───── EXTRACTO PROPORCIONADO ─────

El envío de militantes del exilio al interior, tenía como único fin reducir el
número de personas que se repartirían lo que quedaba de aquella operación. Los
que se negaron a reingresar en Argentina fueron expulsados de la organización
alegando “indisciplina”. Negocio redondo, en una palabra. Allí murió el ideal
montonero que ya estaba muerto desde los errores tácticos de 1973-1974.
Ajenos a todo esto, los falangistas “auténticos” realizaron el siguiente encadenamiento de silogismos: “Perón era “justicialista”. El “justicialismo” era patriotismo más justas políticas sociales. Los montoneros eran peronistas. Los falangistas tenían en España los mismos objetivos que los peronistas: patriotismo más justicia social. La situación en España en 1973-1977 era igual a la Argentina: en efecto, en ambos países existía una “dictadura militar”. Los montoneros parecían ser los peronistas más radicales”. Los falangistas “auténticos” querían ser los más radicales del nacional-sindicalismo. Por lo tanto, se mirarían en el espejo de los peronistas.

───── SEGMENTO DE DATOS ─────

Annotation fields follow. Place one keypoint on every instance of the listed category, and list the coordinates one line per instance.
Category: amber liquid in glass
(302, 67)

─────

PROBLEMAS:
**a)** Según el extracto, ¿qué ocurrió con los militantes que se negaron a reingresar en Argentina?
**b)** Cita textualmente el fragmento del extracto comprendido entre “El envío de” y “tácticos de 1973-1974.”, ambos incluidos.
Los datos constituyen un material aparte, independiente del extracto.

RESPUESTAS:
**a)** Fueron expulsados de la organización con el argumento de “indisciplina”.

**b)**
El envío de militantes del exilio al interior, tenía como único fin reducir el
número de personas que se repartirían lo que quedaba de aquella operación. Los
que se negaron a reingresar en Argentina fueron expulsados de la organización
alegando “indisciplina”. Negocio redondo, en una palabra. Allí murió el ideal
montonero que ya estaba muerto desde los errores tácticos de 1973-1974.